Embodiments of the disclosure may support collaborative caching exploiting near-storage memory (accessible via a cache-coherent interconnect protocol, such as the Compute Express Link (CXL) protocol, or via the Non-Volatile Memory Express (NVMe) specification). A host-managed scalable index may map a range of blocks in a file to different caches, allowing concurrent access to these blocks. Embodiments of the disclosure may therefore offer improved application performance and reduced central processing unit (CPU) stalls.


Embodiments of the disclosure may include a Cache manager, which may handle I/O and data processing flows concurrently.


User-Level Runtime:

An application may issue an I/O request, which a runtime library may intercept. The runtime library may use a scalable interval tree to locate the data in host or device RAM or storage. Cache misses may be dispatched as I/O requests to the device using I/O queues.

■ **DATASET ENTRIES**
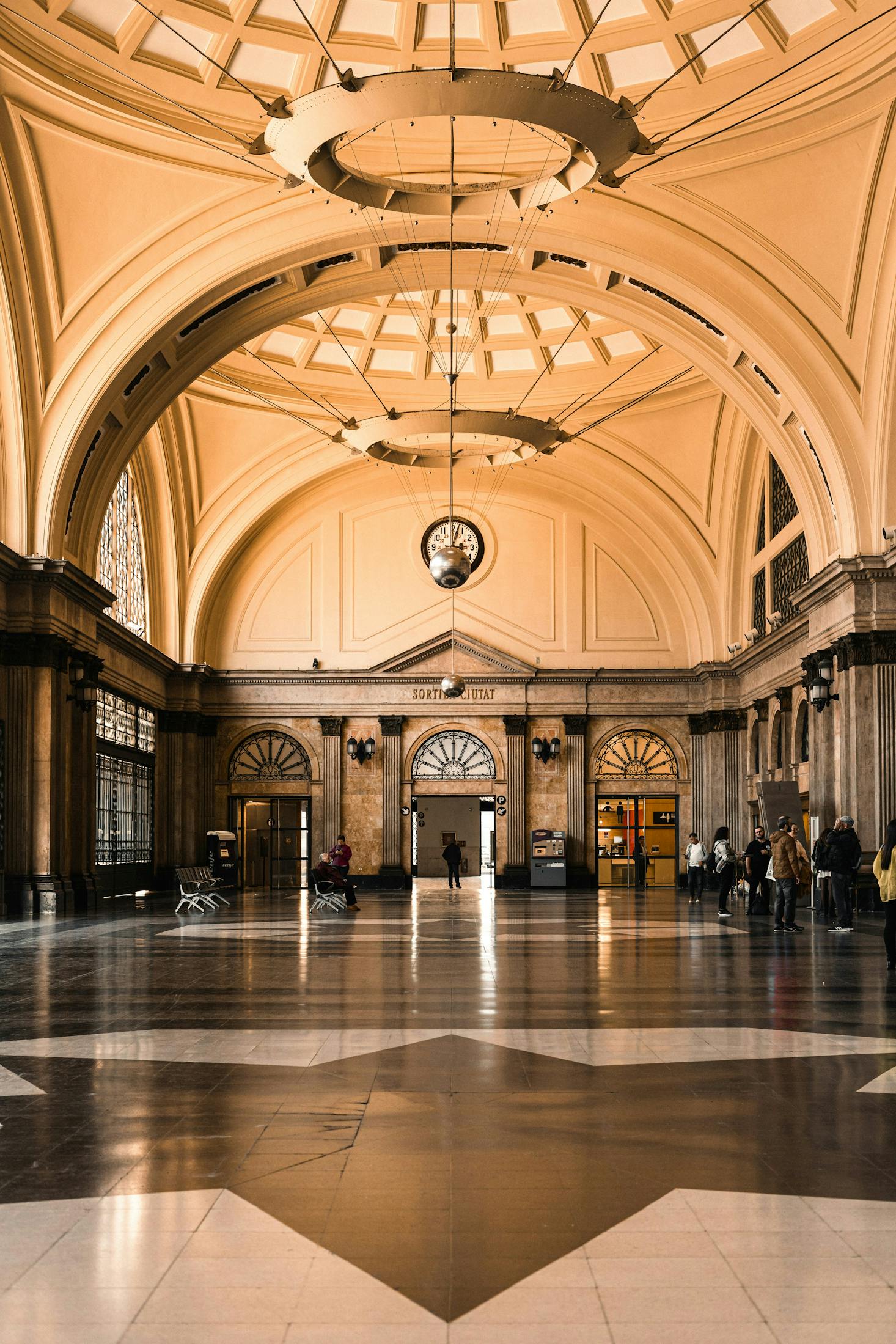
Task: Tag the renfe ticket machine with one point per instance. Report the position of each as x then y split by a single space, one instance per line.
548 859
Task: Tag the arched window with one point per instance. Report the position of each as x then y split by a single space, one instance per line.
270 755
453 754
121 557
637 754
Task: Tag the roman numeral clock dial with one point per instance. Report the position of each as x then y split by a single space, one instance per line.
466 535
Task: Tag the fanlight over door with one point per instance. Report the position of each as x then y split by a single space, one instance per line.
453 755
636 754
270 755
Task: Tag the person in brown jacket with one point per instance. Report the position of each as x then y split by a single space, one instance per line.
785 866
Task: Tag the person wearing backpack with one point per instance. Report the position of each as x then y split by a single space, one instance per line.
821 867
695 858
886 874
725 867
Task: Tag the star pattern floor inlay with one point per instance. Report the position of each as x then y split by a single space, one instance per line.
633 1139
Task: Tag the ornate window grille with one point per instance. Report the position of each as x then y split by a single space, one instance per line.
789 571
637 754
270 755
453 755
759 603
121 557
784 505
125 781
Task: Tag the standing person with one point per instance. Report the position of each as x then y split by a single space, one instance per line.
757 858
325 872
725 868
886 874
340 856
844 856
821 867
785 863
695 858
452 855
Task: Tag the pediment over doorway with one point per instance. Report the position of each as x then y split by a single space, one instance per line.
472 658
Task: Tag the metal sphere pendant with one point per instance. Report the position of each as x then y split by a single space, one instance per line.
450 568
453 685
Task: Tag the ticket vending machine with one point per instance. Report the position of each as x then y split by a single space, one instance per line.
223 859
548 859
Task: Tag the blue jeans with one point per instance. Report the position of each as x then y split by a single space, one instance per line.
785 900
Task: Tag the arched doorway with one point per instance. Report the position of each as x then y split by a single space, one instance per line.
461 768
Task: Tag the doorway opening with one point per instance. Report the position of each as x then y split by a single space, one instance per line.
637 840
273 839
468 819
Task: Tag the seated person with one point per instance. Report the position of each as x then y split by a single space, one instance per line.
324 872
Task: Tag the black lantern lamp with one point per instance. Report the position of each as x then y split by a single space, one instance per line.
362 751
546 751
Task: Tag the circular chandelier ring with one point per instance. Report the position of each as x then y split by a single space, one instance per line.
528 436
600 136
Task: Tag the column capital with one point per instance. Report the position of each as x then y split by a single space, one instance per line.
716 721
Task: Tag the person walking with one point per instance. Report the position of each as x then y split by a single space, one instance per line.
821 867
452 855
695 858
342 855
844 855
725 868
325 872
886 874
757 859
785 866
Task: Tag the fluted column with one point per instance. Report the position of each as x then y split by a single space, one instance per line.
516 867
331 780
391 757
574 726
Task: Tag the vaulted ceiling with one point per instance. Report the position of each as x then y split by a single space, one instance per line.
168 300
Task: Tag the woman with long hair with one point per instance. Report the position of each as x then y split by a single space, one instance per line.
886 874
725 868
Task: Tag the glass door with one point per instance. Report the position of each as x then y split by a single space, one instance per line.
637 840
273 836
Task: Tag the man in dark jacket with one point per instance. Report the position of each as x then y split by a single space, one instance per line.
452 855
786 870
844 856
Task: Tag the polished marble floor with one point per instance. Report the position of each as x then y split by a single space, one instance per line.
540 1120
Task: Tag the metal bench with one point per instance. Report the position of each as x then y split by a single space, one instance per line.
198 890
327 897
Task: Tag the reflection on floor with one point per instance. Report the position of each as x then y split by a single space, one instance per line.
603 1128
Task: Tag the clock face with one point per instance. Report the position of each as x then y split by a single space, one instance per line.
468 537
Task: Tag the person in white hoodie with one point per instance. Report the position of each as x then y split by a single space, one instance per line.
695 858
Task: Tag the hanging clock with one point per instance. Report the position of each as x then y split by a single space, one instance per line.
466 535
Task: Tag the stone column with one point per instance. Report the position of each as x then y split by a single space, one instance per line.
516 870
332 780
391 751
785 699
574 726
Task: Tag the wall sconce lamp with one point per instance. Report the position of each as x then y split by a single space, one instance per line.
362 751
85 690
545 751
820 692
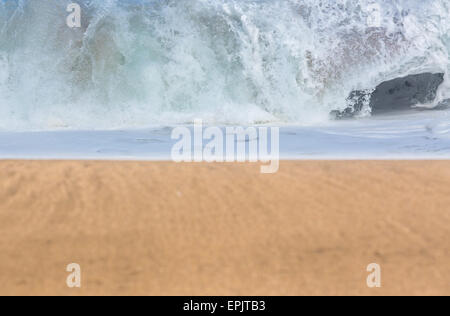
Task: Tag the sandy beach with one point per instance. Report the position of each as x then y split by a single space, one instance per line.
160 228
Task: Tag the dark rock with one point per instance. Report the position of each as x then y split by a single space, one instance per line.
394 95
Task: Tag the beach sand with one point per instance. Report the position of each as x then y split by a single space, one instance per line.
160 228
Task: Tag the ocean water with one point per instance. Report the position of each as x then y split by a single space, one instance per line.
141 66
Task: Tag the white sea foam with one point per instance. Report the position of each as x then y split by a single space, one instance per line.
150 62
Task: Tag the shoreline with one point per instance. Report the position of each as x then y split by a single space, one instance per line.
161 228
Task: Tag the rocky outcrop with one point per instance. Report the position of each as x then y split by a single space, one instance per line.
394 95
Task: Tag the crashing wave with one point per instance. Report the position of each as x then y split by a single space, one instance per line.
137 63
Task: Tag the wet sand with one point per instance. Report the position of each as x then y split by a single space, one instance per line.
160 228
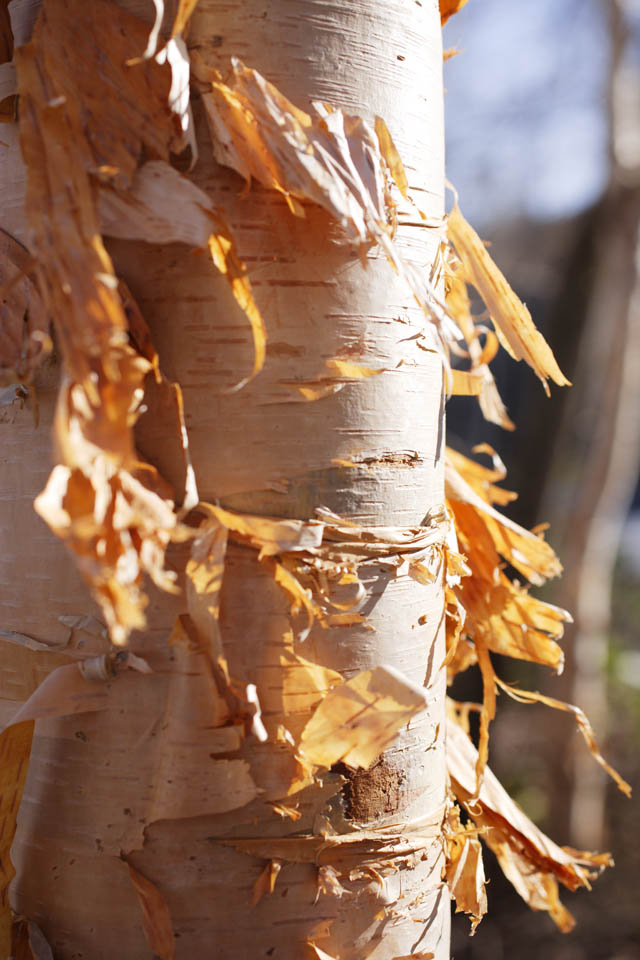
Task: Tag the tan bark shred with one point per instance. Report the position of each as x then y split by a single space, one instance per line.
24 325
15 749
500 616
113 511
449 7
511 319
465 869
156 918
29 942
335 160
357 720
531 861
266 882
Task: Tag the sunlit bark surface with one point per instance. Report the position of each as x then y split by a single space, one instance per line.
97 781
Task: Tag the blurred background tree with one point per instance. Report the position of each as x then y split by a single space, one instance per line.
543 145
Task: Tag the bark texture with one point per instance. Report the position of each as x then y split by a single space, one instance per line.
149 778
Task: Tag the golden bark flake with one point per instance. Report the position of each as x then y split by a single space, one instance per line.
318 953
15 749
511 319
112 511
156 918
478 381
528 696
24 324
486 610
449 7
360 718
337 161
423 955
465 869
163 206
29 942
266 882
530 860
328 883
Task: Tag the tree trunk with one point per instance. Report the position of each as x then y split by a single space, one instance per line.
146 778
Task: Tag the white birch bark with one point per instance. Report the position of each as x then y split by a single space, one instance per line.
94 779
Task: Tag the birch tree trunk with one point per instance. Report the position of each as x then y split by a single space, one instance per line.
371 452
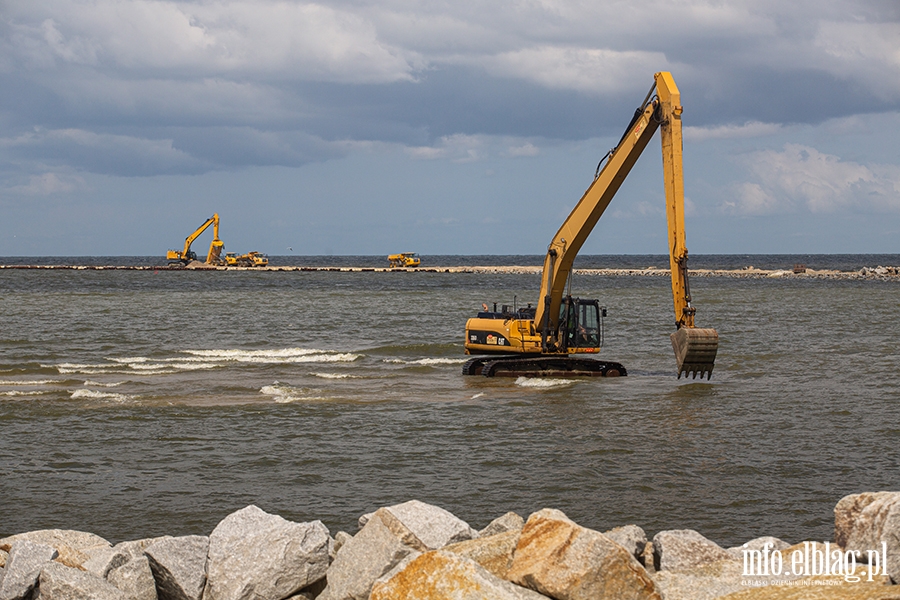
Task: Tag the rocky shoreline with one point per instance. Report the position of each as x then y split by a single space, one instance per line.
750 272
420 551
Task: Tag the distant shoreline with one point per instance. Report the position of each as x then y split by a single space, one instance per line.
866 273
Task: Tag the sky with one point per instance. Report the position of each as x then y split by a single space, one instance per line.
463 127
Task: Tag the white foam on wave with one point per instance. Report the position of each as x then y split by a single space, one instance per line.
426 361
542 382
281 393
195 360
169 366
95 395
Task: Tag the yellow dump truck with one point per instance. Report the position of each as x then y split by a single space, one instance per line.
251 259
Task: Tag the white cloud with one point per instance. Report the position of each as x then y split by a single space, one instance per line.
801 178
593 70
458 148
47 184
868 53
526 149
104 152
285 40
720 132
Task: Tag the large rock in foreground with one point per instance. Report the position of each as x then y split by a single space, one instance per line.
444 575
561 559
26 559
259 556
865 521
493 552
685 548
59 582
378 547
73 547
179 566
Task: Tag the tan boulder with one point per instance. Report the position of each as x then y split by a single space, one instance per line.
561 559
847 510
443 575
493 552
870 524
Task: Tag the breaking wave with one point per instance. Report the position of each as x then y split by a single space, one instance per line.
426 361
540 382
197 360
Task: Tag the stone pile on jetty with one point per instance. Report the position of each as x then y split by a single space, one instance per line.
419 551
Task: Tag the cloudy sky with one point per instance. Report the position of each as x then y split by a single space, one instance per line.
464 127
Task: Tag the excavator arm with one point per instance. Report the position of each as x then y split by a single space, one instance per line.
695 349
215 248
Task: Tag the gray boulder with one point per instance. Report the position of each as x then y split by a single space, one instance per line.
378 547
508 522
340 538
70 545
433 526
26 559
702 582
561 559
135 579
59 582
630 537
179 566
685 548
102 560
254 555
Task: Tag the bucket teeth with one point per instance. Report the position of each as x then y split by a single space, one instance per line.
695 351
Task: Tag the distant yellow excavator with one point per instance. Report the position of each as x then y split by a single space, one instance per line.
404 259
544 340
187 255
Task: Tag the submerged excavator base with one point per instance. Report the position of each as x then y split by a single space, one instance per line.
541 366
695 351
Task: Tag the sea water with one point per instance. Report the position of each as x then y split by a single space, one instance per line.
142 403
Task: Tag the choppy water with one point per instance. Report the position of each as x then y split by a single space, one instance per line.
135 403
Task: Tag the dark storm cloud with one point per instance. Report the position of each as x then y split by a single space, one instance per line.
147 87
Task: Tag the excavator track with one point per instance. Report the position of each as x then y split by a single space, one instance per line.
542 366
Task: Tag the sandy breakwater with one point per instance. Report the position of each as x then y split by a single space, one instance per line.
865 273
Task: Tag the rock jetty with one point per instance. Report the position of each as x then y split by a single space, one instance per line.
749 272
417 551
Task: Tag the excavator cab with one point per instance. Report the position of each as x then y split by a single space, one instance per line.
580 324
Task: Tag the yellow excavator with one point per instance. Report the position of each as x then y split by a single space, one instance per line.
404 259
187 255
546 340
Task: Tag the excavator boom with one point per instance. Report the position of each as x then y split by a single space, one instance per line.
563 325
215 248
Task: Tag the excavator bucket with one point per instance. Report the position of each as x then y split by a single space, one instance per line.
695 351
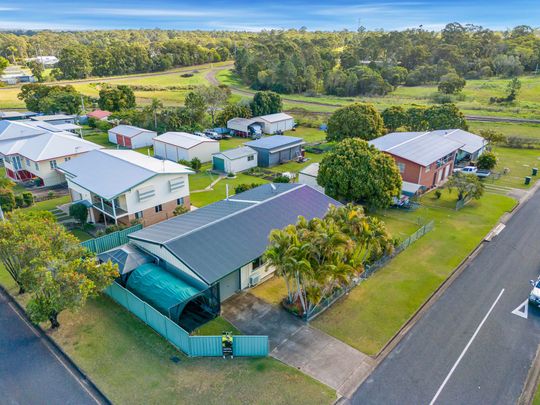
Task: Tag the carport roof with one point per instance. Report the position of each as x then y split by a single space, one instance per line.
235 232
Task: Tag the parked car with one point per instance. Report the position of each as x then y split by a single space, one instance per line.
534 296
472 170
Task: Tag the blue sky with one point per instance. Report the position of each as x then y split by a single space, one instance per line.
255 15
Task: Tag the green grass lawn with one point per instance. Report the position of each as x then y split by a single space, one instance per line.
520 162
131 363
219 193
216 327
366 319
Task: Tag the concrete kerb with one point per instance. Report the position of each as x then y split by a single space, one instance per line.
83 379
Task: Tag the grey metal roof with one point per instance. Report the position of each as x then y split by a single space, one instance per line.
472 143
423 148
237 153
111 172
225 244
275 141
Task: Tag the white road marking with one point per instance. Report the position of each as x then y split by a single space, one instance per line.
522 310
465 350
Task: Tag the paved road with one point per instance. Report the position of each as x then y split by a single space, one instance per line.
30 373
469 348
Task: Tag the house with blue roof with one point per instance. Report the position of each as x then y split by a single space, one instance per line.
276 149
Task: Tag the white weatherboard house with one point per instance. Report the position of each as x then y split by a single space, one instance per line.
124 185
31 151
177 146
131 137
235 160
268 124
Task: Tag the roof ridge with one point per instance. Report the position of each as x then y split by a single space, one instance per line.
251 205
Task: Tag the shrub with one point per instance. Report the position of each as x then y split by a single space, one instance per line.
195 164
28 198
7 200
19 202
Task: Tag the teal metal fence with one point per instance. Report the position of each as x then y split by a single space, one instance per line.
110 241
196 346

■ **WORK TO COMPLETE**
1. Answer these from the text on collaborative caching:
(a) Which two means of accessing near-storage memory does it name?
(b) What does the Cache manager handle concurrently?
(c) What does the runtime library use to locate data in host or device RAM or storage?
2. Write out everything in the text on collaborative caching from "Embodiments of the disclosure may support" down to "processing flows concurrently.".
3. Extend the text on collaborative caching from the point where it stops.

■ **THE RESPONSES**
1.
(a) A cache-coherent interconnect protocol, such as the Compute Express Link (CXL) protocol, and the Non-Volatile Memory Express (NVMe) specification.
(b) I/O and data processing flows.
(c) A scalable interval tree.

2.
Embodiments of the disclosure may support collaborative caching exploiting near-storage memory (accessible via a cache-coherent interconnect protocol, such as the Compute Express Link (CXL) protocol, or via the Non-Volatile Memory Express (NVMe) specification). A host-managed scalable index may map a range of blocks in a file to different caches, allowing concurrent access to these blocks. Embodiments of the disclosure may therefore offer improved application performance and reduced central processing unit (CPU) stalls.


Embodiments of the disclosure may include a Cache manager, which may handle I/O and data processing flows concurrently.

3.
Near-Storage Cache Manager:

A near-storage cache manager may fetch a request from I/O queues, and may read a block from storage to near-storage cache to apply changes to the cache. For data processing operations (e.g., K nearest neighbor search), the application may invoke a pre-defined read-CRC-write function using the runtime library.


The scalable interval tree may use a dynamic model component to decide whether to process the request in the host, in the device, or collaboratively on both. The dynamic model component may be based on an analytical approach which may calculate the approximate time to process a request either on the host or the device before processing.


An example function (read-cal_distance_nearestK) may be concurrently executed on both the host and the device.






Th
=


RdD
/
Bhm_dm

+

RsD
/
Bds_hm

+
Ehavg







Td
=


RhD
/
Bhm_dm

+

RsD
/
Bds_dm

+

Cmdavg
*
Qlen

+
Edavg





The above equations may be used to calculate the processing time for a request on the host (Th) and the device (Td), respectively.


Data Ratio (R) may represent data associated with a request can be distributed across HostCache, DevCache, and storage. The ratios Rhm, Rdm, and Rs may represent the portions of data in the host memory (hm), device memory (dm), and storage(s) for each request.


Execution Time (E) may capture the processing cost alone, Ehavg may represent the average time to execute a request on the host, while Edavg may represent the average time on the device.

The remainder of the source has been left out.